▸ **Exercise objective**:
Select each line in the items below that contains the string "rise". Reproduce those lines unchanged, in their original order.

▸ **Given information**:
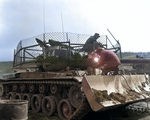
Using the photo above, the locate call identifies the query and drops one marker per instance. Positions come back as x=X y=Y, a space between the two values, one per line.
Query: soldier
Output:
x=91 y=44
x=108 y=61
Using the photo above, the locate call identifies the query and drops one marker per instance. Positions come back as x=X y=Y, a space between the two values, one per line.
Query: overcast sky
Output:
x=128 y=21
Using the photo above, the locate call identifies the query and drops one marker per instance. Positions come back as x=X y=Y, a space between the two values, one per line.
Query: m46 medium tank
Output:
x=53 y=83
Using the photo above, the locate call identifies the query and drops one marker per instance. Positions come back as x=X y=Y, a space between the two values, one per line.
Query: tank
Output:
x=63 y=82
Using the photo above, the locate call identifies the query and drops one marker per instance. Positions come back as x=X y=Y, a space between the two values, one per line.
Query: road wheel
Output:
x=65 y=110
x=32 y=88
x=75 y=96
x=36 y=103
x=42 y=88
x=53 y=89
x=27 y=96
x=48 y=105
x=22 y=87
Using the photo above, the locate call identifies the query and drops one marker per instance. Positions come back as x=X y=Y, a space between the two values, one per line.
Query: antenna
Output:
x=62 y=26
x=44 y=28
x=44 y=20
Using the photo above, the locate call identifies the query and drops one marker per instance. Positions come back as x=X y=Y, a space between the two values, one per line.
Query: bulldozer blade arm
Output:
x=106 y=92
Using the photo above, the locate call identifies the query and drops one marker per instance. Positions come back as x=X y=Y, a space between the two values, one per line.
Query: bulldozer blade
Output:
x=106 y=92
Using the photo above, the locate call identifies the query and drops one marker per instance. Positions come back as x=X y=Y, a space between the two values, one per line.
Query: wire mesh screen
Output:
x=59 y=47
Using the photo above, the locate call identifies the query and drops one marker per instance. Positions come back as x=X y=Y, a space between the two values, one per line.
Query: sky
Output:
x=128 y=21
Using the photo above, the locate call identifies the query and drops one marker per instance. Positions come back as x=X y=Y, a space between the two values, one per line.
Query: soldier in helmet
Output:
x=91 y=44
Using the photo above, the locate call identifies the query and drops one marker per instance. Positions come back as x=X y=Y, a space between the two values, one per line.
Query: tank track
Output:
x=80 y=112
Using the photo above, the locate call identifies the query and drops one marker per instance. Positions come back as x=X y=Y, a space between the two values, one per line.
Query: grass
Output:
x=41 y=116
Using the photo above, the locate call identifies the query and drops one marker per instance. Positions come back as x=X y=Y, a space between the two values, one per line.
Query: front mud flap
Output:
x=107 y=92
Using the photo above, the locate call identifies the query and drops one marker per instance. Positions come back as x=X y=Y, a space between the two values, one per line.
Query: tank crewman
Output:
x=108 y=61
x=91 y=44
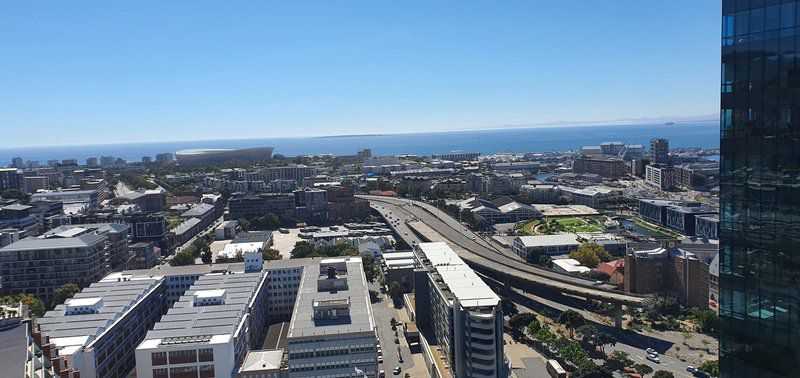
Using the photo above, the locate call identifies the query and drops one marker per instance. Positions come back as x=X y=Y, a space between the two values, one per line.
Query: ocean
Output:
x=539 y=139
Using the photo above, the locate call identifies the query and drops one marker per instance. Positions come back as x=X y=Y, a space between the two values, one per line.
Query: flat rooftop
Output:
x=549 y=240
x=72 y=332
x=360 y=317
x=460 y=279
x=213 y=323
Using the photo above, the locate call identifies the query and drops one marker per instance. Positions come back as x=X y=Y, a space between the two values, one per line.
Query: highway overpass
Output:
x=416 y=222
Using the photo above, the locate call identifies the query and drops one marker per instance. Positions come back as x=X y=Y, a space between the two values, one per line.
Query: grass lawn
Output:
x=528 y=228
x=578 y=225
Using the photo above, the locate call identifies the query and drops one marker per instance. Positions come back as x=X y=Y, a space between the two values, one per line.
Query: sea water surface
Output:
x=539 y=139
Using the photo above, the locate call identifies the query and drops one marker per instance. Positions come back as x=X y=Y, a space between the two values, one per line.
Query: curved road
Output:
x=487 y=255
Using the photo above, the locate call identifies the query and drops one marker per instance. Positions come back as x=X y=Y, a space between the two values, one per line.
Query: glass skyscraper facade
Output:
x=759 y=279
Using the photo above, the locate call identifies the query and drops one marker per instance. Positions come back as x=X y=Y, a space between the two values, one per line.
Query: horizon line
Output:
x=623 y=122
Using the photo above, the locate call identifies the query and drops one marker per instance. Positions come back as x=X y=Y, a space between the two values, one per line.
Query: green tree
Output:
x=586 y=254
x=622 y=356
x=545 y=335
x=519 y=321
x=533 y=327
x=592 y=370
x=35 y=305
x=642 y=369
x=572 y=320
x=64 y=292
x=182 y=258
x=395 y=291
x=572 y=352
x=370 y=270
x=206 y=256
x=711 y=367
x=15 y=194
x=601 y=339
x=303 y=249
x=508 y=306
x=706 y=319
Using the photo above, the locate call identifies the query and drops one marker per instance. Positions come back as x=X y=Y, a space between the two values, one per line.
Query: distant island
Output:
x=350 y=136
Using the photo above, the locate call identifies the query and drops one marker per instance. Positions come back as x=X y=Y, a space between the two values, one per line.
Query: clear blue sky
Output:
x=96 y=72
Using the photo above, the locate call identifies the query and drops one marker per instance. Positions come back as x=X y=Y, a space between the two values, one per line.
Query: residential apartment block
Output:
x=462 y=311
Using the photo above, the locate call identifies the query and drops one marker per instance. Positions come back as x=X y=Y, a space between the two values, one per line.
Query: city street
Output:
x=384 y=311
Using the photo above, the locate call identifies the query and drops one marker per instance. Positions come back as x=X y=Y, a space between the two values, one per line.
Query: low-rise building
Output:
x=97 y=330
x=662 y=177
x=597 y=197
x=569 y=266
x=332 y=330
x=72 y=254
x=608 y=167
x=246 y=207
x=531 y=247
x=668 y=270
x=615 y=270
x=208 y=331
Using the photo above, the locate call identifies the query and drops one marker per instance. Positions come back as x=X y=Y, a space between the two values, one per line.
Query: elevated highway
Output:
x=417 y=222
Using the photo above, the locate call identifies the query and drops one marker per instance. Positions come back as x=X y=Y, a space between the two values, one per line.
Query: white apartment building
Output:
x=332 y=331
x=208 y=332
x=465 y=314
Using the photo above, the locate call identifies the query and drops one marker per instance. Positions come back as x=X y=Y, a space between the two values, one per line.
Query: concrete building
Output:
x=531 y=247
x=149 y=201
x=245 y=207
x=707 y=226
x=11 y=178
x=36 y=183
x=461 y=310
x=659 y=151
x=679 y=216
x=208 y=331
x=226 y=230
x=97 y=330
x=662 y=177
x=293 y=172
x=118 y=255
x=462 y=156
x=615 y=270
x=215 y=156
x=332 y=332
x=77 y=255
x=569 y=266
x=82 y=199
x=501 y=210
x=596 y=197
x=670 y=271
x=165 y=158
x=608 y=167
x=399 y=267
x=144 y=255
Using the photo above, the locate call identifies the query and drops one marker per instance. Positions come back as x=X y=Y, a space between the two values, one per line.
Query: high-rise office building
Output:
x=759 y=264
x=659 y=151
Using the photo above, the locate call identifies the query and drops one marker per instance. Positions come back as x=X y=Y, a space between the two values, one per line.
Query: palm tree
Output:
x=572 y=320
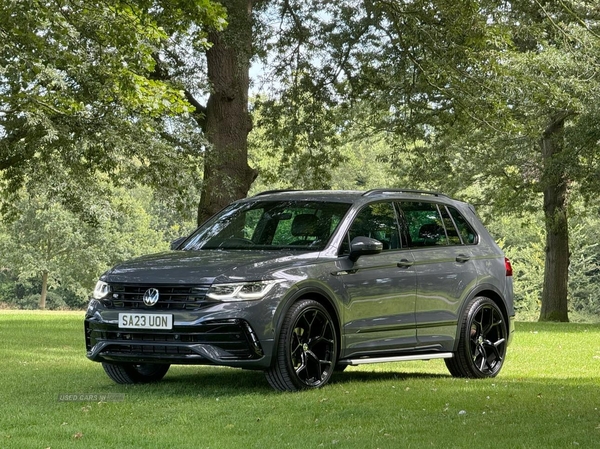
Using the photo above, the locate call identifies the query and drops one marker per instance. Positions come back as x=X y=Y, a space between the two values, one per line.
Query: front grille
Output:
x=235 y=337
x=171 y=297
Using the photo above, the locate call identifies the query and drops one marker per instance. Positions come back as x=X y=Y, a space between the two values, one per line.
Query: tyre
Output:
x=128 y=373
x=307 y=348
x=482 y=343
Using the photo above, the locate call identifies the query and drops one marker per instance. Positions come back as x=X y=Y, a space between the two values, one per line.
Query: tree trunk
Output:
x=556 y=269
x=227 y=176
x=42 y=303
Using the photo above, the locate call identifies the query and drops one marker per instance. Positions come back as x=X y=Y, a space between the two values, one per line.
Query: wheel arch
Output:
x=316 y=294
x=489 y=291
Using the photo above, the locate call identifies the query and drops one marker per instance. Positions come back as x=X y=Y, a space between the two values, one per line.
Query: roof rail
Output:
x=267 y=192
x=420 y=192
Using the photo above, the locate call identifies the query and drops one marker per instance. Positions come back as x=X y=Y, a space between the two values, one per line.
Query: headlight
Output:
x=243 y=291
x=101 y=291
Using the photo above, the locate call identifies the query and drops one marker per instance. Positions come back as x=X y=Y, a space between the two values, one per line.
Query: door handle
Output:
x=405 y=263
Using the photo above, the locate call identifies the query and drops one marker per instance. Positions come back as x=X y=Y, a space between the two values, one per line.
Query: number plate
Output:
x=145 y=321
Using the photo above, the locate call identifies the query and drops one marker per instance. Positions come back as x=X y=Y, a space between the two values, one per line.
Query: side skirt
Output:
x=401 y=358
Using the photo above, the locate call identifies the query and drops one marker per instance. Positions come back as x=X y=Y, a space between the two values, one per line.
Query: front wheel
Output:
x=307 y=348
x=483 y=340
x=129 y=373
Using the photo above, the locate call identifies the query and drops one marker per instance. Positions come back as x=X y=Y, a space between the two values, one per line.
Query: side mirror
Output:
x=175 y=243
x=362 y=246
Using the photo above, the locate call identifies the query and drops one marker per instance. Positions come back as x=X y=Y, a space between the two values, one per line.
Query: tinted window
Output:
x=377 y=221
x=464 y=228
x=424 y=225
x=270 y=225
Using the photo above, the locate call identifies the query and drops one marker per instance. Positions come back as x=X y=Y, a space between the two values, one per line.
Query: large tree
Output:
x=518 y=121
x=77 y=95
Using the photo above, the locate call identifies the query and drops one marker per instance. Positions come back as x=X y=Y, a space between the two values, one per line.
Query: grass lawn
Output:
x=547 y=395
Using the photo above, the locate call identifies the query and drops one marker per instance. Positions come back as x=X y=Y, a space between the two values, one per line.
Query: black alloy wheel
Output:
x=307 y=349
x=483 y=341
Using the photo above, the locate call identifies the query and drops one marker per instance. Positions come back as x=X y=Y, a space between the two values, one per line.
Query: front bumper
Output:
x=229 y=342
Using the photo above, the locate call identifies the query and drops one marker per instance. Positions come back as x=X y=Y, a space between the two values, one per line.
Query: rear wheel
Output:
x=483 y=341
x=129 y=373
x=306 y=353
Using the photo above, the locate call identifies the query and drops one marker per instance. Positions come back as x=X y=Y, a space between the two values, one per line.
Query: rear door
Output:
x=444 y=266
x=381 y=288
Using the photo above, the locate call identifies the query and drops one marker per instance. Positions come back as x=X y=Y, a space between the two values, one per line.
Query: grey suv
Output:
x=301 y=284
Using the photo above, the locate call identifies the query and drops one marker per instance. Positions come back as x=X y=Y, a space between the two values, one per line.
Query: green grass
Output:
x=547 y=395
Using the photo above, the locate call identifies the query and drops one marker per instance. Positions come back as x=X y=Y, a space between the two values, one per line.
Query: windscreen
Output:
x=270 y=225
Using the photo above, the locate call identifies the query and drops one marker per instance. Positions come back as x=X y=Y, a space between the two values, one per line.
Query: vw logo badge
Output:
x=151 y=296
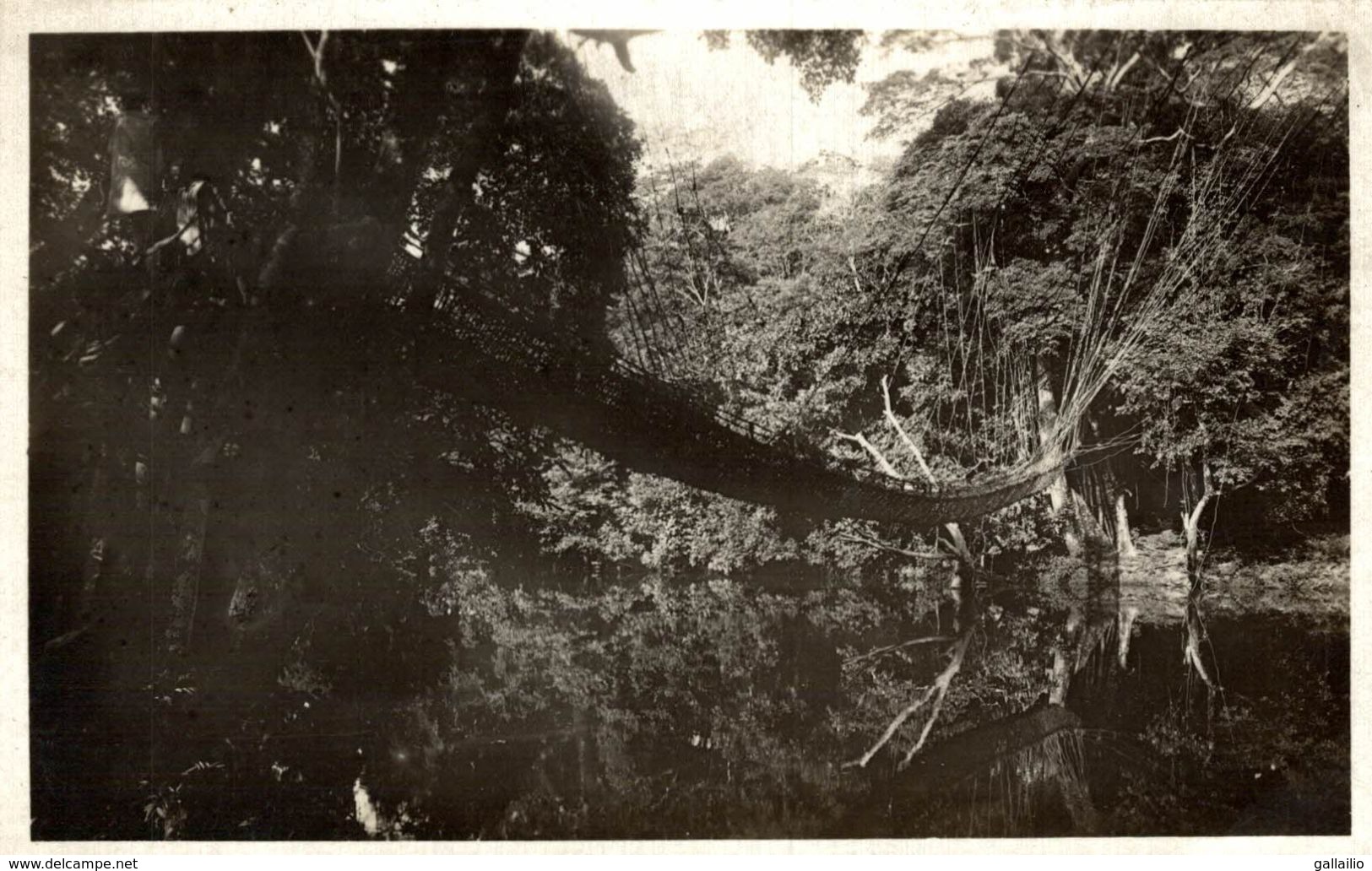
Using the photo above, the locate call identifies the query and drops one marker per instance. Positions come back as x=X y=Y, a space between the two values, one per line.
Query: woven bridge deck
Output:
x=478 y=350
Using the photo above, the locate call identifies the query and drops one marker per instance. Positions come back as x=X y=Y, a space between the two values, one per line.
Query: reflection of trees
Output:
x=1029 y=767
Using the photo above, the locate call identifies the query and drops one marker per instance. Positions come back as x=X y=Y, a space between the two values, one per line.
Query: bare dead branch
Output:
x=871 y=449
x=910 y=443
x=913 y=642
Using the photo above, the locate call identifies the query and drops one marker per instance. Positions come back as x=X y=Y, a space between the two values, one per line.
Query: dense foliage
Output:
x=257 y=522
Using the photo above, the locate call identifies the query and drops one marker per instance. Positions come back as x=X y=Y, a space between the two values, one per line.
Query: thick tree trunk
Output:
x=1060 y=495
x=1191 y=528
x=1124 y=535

▸ **Response to the exercise**:
Query: low-rise building
Query: high-rise office building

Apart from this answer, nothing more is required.